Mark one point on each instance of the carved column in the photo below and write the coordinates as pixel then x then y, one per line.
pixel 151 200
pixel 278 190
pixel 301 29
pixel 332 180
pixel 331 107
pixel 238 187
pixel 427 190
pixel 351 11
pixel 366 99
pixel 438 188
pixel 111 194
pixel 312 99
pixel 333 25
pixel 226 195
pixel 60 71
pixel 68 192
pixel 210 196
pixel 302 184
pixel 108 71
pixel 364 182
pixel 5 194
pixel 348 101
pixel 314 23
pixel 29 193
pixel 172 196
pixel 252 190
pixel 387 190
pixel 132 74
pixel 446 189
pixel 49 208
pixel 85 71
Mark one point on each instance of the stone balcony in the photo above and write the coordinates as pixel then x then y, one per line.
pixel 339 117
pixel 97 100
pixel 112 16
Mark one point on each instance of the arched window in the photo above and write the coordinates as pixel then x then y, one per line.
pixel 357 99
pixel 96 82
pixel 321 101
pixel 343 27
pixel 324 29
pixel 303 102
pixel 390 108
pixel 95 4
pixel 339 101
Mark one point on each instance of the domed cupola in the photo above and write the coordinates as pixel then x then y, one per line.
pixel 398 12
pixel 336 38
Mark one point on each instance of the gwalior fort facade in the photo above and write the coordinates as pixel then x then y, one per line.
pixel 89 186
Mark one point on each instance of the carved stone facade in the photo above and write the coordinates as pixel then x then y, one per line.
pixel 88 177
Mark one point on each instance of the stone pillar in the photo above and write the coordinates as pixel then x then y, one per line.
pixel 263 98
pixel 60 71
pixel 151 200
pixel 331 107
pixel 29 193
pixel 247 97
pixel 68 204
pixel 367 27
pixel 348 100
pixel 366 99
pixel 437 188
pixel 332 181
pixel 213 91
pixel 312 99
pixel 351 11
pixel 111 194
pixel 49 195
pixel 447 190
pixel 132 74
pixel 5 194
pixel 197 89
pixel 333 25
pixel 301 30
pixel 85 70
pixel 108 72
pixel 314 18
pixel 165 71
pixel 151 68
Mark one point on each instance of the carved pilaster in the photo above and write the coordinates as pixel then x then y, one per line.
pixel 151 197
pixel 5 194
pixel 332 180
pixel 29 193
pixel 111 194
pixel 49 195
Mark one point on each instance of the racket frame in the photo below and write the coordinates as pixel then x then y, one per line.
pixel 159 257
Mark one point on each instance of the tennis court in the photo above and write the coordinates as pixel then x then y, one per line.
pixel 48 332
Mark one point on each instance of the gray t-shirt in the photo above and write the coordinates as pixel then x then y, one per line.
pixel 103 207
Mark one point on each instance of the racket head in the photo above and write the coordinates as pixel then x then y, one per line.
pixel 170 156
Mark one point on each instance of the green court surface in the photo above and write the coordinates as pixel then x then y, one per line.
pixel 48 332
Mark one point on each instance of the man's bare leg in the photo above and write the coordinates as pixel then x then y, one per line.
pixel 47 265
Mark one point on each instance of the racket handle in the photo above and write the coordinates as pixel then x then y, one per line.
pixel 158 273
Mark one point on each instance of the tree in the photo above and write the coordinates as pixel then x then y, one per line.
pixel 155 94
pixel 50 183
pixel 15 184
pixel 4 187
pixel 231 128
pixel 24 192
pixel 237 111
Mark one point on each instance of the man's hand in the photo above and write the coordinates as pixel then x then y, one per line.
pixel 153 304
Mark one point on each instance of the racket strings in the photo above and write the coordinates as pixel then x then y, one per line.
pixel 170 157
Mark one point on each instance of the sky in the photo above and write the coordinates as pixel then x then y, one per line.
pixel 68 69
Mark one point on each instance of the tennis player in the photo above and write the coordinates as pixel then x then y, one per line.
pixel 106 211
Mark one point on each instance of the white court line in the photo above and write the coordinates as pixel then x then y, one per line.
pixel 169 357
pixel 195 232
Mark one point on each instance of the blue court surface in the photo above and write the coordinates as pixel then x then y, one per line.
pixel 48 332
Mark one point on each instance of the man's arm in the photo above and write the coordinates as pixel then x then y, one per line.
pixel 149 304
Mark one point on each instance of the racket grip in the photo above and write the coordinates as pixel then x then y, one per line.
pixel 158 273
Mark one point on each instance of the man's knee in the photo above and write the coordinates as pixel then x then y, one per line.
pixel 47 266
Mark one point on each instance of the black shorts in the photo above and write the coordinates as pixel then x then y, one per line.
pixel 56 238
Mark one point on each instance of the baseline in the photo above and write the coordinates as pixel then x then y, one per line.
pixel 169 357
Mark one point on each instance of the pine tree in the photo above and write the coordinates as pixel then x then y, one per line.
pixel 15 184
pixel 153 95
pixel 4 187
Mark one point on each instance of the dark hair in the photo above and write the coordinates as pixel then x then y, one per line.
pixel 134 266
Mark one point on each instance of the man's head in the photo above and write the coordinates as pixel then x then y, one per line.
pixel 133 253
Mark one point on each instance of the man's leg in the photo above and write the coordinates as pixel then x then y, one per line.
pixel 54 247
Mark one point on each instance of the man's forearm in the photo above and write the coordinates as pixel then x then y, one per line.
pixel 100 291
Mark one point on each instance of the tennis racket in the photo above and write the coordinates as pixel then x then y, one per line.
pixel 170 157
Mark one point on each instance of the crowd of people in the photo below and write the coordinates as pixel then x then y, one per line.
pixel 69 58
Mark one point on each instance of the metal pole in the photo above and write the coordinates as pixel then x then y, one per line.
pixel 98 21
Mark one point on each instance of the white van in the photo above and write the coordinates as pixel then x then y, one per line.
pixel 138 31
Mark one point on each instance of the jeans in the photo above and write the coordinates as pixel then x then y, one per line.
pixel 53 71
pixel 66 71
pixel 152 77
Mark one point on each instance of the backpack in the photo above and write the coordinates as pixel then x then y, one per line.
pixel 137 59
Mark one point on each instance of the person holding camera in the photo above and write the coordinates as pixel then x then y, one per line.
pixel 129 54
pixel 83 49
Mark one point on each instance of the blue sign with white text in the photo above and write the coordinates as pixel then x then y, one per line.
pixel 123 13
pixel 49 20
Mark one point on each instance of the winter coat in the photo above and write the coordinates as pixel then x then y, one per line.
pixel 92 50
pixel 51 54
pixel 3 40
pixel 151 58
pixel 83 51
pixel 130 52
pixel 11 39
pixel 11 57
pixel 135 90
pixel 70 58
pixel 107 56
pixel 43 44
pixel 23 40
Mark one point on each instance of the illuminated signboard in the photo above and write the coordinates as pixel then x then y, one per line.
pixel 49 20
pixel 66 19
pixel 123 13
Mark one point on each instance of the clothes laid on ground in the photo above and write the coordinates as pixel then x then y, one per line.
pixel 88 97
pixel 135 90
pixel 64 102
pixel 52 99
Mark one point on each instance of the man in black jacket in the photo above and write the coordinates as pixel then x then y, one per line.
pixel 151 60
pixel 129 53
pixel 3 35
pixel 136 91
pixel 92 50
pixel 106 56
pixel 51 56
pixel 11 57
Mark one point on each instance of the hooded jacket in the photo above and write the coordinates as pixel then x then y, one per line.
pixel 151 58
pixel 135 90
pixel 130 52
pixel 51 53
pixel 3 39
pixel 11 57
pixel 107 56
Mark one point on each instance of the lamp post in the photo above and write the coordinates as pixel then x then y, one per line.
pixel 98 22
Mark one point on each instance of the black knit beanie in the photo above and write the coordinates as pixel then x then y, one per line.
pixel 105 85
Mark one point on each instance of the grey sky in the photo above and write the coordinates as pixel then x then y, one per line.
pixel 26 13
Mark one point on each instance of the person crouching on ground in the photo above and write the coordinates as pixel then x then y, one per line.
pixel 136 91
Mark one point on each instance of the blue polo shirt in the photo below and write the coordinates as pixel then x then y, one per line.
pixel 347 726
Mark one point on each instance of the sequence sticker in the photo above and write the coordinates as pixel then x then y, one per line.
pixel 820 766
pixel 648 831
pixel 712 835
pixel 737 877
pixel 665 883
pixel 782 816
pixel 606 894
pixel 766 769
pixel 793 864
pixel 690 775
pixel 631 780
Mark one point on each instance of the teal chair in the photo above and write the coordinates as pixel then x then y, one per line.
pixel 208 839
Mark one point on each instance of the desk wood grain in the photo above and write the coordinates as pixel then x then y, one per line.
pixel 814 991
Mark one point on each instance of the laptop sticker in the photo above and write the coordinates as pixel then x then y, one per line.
***
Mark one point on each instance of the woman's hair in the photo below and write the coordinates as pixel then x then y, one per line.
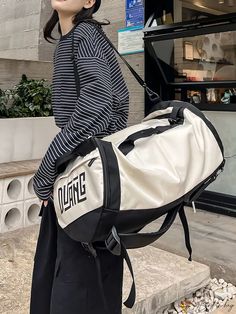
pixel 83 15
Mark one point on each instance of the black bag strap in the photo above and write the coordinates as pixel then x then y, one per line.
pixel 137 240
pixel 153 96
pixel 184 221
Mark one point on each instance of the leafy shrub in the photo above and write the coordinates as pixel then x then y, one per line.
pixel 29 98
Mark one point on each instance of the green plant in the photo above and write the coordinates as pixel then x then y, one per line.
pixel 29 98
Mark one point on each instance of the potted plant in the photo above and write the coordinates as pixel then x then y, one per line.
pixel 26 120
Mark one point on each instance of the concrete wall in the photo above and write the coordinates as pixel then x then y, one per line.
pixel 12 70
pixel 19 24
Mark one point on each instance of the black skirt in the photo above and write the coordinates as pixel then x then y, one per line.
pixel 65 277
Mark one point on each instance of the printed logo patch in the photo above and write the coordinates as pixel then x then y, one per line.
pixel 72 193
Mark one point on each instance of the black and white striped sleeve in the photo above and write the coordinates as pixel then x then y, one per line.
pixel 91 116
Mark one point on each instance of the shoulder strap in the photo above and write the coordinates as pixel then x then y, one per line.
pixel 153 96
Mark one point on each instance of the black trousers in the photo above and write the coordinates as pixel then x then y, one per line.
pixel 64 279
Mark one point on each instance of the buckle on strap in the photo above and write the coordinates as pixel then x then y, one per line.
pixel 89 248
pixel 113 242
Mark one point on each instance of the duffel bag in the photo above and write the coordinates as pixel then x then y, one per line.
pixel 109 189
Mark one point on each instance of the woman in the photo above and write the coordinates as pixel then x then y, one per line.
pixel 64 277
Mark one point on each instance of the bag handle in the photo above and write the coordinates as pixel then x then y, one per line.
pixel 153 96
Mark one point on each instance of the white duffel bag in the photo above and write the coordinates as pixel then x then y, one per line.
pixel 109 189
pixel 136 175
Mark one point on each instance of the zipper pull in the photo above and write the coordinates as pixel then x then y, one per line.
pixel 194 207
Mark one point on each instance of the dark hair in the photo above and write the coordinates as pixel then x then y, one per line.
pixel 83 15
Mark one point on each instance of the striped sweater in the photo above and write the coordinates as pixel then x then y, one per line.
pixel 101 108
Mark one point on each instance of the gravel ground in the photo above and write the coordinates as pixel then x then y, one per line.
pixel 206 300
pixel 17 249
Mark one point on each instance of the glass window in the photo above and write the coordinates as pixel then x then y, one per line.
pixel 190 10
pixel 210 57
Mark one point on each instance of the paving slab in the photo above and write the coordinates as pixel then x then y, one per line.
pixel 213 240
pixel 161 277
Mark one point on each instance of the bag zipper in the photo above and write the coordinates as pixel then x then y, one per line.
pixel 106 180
***
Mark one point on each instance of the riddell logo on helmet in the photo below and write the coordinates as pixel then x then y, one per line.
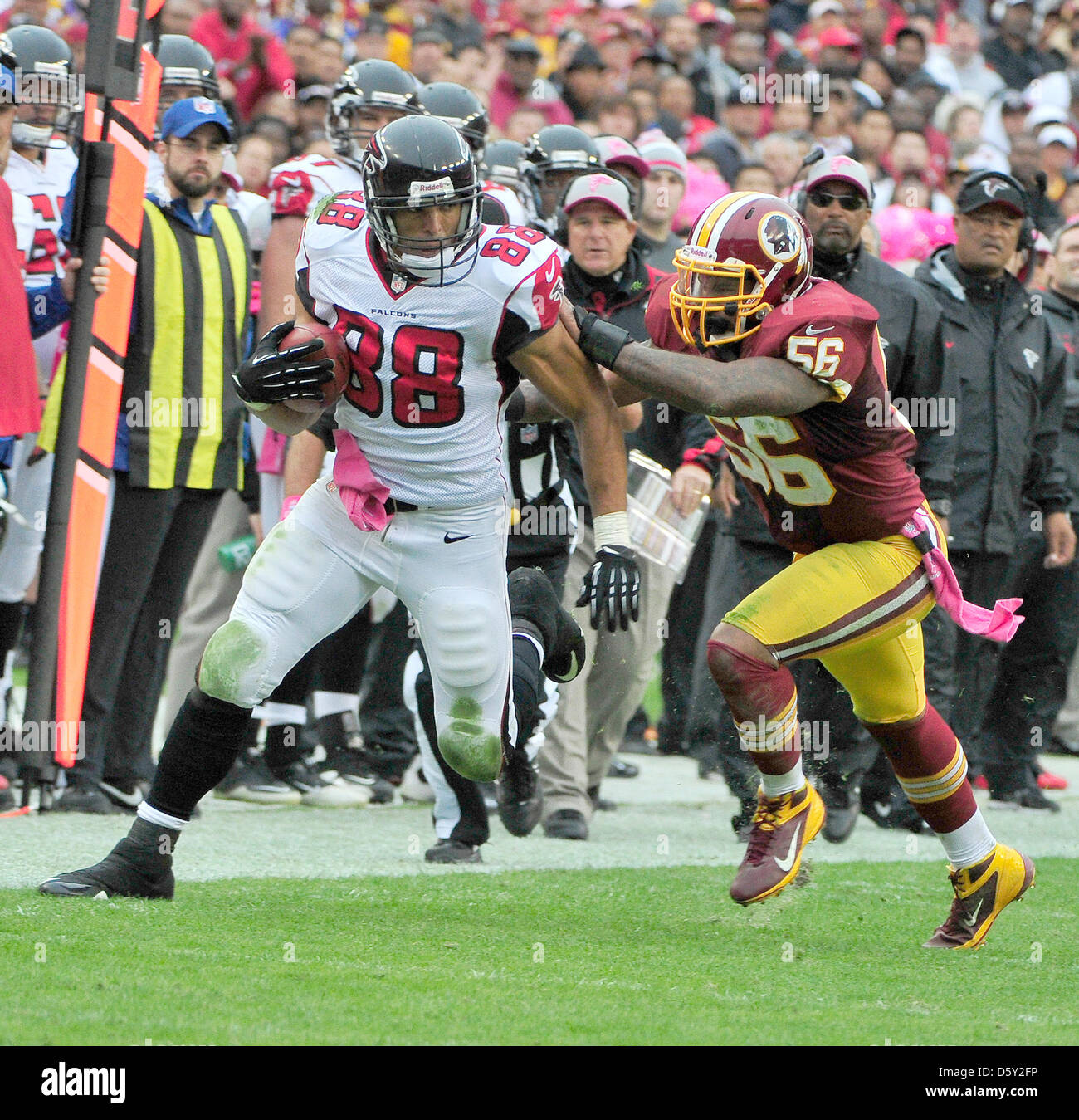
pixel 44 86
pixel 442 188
***
Task prompt =
Above are the records. Print exactly, and only, the lines from the line with "Mark one point on each instance of the lamp" to the line with "Mark one point on each instance of the laptop", both inclusive.

Written response =
Mark one point on each instance of the lamp post in the photo above and write the coordinates as pixel then x then y, one per line.
pixel 98 22
Mark one point on each instance of the black knit beanie in the photo above and write the coordinates as pixel then x then y, one per line.
pixel 105 85
Mark one point on each instance of the grey sky in the photo above and write the coordinates as pixel then x then y, one per line.
pixel 26 13
Mark one point on each instance of the person crouching on ground in the photo above and write the coordinates as pixel then x then y, one per line.
pixel 136 91
Mark one point on each instance of the blue polo shirt in the photo below and write the coordinates as pixel then x then y, one per line.
pixel 347 726
Mark one point on each instance of the sequence sticker in the photo above and write the coordinates as pixel then x then y, one per line.
pixel 820 766
pixel 648 831
pixel 712 835
pixel 737 877
pixel 665 883
pixel 782 816
pixel 606 894
pixel 766 769
pixel 793 864
pixel 690 775
pixel 631 780
Mark one point on each instance of the teal chair in the photo above and write the coordinates as pixel then x then y, one per line.
pixel 208 839
Mark one point on each instance of the desk wood grain in the photo above and write the coordinates as pixel then x then y, one per line.
pixel 814 991
Mark one point on each instance of the laptop sticker in the photo above and write the coordinates as pixel then x then y, one per line.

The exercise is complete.